(Work item) Pull every line of the entries that has the word "seen".
|---|
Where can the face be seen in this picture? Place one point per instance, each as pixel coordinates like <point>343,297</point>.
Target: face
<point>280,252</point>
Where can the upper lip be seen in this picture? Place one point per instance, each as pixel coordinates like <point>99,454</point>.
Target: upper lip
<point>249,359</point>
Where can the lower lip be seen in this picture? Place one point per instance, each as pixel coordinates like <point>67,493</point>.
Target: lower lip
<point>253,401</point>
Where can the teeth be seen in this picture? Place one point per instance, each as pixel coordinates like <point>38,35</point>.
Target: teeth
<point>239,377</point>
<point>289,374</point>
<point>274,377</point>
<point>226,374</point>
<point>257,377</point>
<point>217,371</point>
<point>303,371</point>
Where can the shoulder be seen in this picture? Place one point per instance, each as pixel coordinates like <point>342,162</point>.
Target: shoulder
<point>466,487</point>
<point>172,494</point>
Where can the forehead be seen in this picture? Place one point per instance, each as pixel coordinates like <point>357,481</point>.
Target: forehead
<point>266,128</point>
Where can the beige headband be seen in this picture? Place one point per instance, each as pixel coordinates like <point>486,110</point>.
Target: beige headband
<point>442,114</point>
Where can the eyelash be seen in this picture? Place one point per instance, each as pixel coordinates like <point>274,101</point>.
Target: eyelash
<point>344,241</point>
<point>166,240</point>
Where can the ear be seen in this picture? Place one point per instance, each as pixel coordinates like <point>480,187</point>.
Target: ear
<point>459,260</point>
|---|
(Response)
Where can the face be seen in this picture? Place one point per instance, each as pixel coordinates like <point>343,297</point>.
Where can the upper lip be seen in this picture? Place one point per instance, each as pixel coordinates like <point>99,454</point>.
Where can the lower lip be seen in this picture? Place one point per instance, each as pixel coordinates like <point>67,493</point>.
Where can the teeth be seen in this picture? Place one point per instance, each as pixel coordinates like <point>38,35</point>.
Where can the shoulder be seen in this picture? Place one point per instance, each as pixel coordinates like <point>342,162</point>.
Where can the forehead be seen in this picture? Place one point per instance, each as pixel coordinates like <point>357,481</point>.
Where can the beige headband be seen in this picture? Place one point per instance, each as pixel coordinates like <point>486,110</point>.
Where can the eyelash be seen in this picture? Place one point per instance, each as pixel coordinates like <point>274,101</point>.
Where can the ear be seen in this picture? Place one point per instance, each as pixel coordinates like <point>480,187</point>.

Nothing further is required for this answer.